> [REQUIRED ACTION]: Extract all of the data and reproduce it precisely.

##########

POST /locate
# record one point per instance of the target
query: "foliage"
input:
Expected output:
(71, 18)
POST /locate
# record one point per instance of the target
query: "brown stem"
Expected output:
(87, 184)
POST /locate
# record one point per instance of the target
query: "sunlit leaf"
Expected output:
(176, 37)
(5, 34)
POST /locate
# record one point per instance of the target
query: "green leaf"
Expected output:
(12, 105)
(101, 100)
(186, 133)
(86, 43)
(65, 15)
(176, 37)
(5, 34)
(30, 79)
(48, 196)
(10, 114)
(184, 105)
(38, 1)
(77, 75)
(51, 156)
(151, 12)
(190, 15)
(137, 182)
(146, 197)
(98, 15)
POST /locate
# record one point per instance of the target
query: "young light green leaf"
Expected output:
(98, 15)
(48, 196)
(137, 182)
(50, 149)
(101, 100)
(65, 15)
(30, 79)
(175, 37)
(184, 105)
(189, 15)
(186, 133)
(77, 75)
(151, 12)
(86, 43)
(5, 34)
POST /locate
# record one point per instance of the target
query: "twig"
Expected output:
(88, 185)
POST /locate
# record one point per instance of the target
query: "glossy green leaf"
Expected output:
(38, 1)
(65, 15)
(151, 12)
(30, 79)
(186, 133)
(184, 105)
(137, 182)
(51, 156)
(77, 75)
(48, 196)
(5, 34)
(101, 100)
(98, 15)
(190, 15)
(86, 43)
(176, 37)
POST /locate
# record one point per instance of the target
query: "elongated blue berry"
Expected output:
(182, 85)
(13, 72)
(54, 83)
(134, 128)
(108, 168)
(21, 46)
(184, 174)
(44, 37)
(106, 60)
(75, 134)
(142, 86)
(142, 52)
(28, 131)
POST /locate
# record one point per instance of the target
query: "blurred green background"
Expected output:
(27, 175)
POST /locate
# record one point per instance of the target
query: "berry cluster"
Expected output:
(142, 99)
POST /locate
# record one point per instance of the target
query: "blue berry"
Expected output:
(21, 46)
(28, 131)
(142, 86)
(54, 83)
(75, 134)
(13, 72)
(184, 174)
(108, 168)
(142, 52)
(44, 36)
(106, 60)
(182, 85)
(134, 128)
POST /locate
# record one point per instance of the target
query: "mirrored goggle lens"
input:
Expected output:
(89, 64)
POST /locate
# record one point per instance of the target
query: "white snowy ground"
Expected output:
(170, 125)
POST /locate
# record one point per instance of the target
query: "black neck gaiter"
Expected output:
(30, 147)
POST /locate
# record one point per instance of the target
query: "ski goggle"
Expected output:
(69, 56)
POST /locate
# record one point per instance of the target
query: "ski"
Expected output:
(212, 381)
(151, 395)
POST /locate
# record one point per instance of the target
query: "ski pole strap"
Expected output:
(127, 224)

##########

> [EXERCISE ANSWER]:
POST /locate
# record one point per instance of the target
query: "foliage"
input:
Expected output:
(71, 18)
POST /locate
# record one point per instance of the target
query: "brown stem"
Expected output:
(87, 184)
POST /locate
# record one point per instance of the target
query: "sunlit leaf"
Expected output:
(176, 37)
(5, 34)
POST /locate
# record one point per instance of the target
query: "green leaf"
Expected output:
(12, 105)
(101, 100)
(186, 133)
(86, 43)
(65, 15)
(176, 37)
(5, 34)
(30, 79)
(48, 196)
(10, 114)
(184, 105)
(38, 1)
(77, 75)
(51, 156)
(151, 12)
(190, 15)
(137, 182)
(146, 197)
(98, 15)
POST /locate
# record one point per instance of the target
query: "young light green leaf"
Expected output:
(98, 15)
(48, 196)
(137, 182)
(50, 149)
(101, 100)
(65, 15)
(30, 79)
(175, 37)
(184, 105)
(189, 15)
(186, 133)
(77, 75)
(151, 12)
(86, 43)
(5, 34)
POST /locate
# record one point per instance of the target
query: "twig"
Expected output:
(88, 185)
POST /locate
# record one point per instance of the target
query: "glossy green leaf"
Expected output:
(38, 1)
(65, 15)
(151, 12)
(30, 79)
(186, 133)
(184, 105)
(137, 182)
(51, 156)
(77, 75)
(48, 196)
(5, 34)
(101, 100)
(98, 15)
(190, 15)
(86, 43)
(176, 37)
POST /locate
# record one point per instance of the target
query: "elongated blue berry"
Expected output:
(182, 85)
(13, 72)
(54, 83)
(134, 128)
(108, 168)
(21, 46)
(184, 174)
(44, 37)
(106, 60)
(75, 134)
(142, 86)
(142, 52)
(28, 131)
POST /locate
# record one point per instance of the target
query: "blurred green background"
Expected output:
(27, 175)
POST /locate
# record one point per instance of the target
query: "berry cluster"
Expected output:
(142, 99)
POST /locate
# record one point per instance of the target
query: "blue berry"
Expected output:
(21, 46)
(28, 131)
(142, 86)
(54, 83)
(75, 134)
(13, 72)
(184, 174)
(108, 168)
(142, 52)
(44, 36)
(106, 60)
(182, 85)
(134, 128)
POST /locate
# record one point per instance of the target
query: "mirrored goggle lens"
input:
Expected output:
(89, 64)
POST /locate
# record one point per instance of the target
query: "white snowy ground"
Expected output:
(170, 125)
POST /locate
# record one point per instance of the target
query: "black neck gaiter"
Expected output:
(30, 147)
POST /locate
# record one point per instance of the target
query: "ski goggle"
Expected output:
(69, 56)
POST /locate
# record one point per instance of the target
query: "ski"
Expected output:
(212, 381)
(151, 395)
POST /locate
# record one point per instance of the target
query: "ski pole strap"
Expected output:
(127, 224)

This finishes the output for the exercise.